Aufgabe A
Entscheide für jede Aussage, ob sie mit dem Seitentext unten übereinstimmt, und antworte jeweils mit Ja oder Nein samt den ausschlaggebenden Worten des Seitentexts als wörtlichem Zitat: (i) An der Universität Siegen wurden Hochschulmittel für einen Gastvortrag von Thilo Sarrazin gestrichen. (ii) Christian Lindner und Bernd Lucke machten ihre Erfahrung mit mangelnder Meinungsvielfalt an der Universität Berlin. (iii) An der Universität Frankfurt verlangten Studenten die Entlassung einer Professorin.

Seitentext
• • • •

Spaltung der Gesellschaft? : Linke Identitätspolitik verhindert kontroverse Debatten in Politik und Wissenschaft

Um die Debattenkultur an deutschen Hochschulen steht es nicht zum Besten. Und das nicht erst, seit Christian Lindner und Bernd Lucke die Erfahrung verbindet, dass Meinungsvielfalt an der Universität Hamburg nicht besonders groß geschrieben wird. Aufsehen erregte in den vergangenen Jahren auch der Blog „Münkler-Watch“ (HU Berlin), auf dem Studenten vermeintliche Verfehlungen des Politologen Herfried Münkler dokumentierten. An der Universität Siegen wurden Hochschulmittel für einen Gastvortrag von Thilo Sarrazin gestrichen und an der Universität Frankfurt forderten Studenten eine Professorin zu entlassen, weil sie zu einer Konferenz Rednerinnen einlud, die dem islamischen Kopftuch kritisch gegenüberstehen. Disziplinieren statt Argumentieren – sieht so die Zukunft akademischer Debatten aus? Fakt ist: Auch an deutschen Hochschulen werden Wissenschaftler vermehrt moralisch diskreditiert, sozial ausgegrenzt oder sogar institutionell bestraft, wenn ihre Äußerungen oder Handlungen nicht im Einklang mit den Dogmen linker Identitätspolitik stehen. Wie lässt sich die Zunahme freiheitsfeindlicher Phänomene erklären? In welchem Umfeld agieren diejenigen, die ihre Forderungen in autoritärem Ton einbringen und dabei nicht einmal versuchen, ihre denunziatorische Absicht zu verbergen?

• • • •

Material zur Aufgabe

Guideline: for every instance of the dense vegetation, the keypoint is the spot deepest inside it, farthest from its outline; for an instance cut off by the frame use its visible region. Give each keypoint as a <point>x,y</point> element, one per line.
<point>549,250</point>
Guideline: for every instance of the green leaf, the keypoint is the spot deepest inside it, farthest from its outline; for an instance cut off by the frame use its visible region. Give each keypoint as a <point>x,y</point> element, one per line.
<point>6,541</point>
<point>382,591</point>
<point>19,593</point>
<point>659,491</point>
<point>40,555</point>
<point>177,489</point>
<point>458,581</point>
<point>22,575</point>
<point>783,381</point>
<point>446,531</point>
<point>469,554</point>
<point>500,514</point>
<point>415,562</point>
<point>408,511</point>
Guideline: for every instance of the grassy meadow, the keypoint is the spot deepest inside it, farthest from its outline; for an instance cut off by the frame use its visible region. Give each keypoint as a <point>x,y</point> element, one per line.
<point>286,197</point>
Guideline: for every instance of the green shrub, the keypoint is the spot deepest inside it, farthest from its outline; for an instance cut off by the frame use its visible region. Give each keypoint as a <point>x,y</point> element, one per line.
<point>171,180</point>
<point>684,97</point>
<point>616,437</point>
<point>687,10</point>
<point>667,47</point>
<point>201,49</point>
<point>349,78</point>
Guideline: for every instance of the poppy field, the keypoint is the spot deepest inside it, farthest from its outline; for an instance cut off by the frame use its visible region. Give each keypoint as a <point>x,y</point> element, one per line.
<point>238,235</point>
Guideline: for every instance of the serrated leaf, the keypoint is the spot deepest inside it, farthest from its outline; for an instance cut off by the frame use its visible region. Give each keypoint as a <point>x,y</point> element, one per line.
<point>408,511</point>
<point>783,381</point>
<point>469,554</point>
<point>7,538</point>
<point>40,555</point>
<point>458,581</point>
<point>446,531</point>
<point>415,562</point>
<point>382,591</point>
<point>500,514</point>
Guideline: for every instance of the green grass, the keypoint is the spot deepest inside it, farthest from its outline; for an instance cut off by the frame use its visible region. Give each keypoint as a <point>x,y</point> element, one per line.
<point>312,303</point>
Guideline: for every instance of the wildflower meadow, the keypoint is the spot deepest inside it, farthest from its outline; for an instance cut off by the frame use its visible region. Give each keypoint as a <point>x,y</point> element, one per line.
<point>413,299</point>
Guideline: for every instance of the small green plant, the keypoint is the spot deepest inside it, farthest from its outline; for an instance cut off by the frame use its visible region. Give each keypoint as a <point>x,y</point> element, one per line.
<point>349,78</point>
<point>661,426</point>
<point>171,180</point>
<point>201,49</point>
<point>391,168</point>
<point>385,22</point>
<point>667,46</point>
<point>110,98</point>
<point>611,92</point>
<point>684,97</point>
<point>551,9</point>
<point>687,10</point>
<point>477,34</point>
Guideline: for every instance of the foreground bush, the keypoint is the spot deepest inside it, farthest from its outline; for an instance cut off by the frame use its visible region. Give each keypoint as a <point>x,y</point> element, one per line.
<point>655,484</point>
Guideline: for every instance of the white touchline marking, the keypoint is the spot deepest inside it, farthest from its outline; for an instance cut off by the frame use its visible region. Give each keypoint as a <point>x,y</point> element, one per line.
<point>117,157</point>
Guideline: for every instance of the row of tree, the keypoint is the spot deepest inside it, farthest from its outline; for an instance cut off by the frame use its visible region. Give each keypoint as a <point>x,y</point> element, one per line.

• • • •

Aufgabe B
Schreib die Zeilen der Einträge erneut ab, beginnend mit der Zeile, die „Guideline: for every instance of the wildflower“ enthält, bis einschließlich der Zeile mit „<point>413,299</point>“, und ersetze darin „wildflower meadow“ durch „poppy meadow“, ohne sonst etwas zu ändern.

Lösung A
(i) Ja: „An der Universität Siegen wurden Hochschulmittel für einen Gastvortrag von Thilo Sarrazin gestrichen“
(ii) Nein: „dass Meinungsvielfalt an der Universität Hamburg nicht besonders groß geschrieben wird“
(iii) Ja: „an der Universität Frankfurt forderten Studenten eine Professorin zu entlassen“

Lösung B
Guideline: for every instance of the poppy meadow, the keypoint is the spot deepest inside it, farthest from its outline; for an instance cut off by the frame use its visible region. Give each keypoint as a <point>x,y</point> element, one per line.
<point>413,299</point>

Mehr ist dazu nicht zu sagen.